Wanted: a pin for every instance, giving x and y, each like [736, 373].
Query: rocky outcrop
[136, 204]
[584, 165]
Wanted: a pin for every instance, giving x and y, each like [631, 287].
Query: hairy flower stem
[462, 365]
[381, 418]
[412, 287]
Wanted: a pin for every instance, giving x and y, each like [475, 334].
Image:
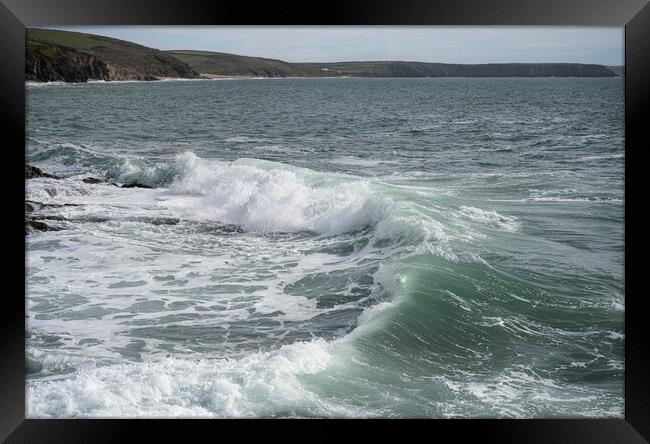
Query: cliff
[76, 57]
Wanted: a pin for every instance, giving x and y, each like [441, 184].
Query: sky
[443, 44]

--

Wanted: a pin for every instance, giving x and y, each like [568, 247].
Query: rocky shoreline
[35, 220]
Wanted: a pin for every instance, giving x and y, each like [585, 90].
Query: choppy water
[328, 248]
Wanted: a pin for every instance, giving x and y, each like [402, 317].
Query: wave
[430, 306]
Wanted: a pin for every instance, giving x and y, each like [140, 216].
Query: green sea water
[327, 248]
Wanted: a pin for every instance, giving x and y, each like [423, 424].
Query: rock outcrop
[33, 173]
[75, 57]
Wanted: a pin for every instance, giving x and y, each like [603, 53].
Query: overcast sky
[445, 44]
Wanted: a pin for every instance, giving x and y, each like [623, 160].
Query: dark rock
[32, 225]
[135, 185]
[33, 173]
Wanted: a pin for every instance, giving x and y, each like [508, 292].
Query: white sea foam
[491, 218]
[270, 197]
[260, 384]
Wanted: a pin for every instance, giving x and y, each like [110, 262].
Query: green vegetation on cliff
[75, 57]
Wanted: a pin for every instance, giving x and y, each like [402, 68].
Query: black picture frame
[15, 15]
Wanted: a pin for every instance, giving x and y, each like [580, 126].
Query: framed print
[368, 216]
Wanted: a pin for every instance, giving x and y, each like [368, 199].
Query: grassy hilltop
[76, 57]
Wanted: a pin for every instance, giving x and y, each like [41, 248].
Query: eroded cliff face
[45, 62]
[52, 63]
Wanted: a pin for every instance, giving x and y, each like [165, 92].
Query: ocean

● Problem requirements
The required output is the stretch of entries above from the line containing "like [623, 160]." through the line containing "Query: ocean", reproduced exactly.

● Task result
Wanted: a pin for every instance, giving x and y, each like [623, 160].
Query: dark rock
[32, 225]
[135, 185]
[33, 173]
Wanted: a pin for every instance, giving x and y, each like [508, 292].
Query: white sea foam
[491, 218]
[270, 197]
[260, 384]
Wanted: a pin for every instance, giving x and y, each like [110, 262].
Query: green vegetation on cliff
[75, 57]
Wanted: a pin for every instance, giving x and y, each like [402, 68].
Query: black picture frame
[15, 15]
Wanted: a pin for every instance, giving x and y, each like [580, 126].
Query: framed print
[368, 216]
Wanted: a pin for every instance, giving x and y, each like [368, 199].
Query: grassy hilltop
[76, 57]
Wanted: a pin for every instance, giving x and y, each like [41, 248].
Query: eroded cliff face
[45, 62]
[52, 63]
Wanted: a pin for every instance, giving x and y, each like [165, 92].
Query: ocean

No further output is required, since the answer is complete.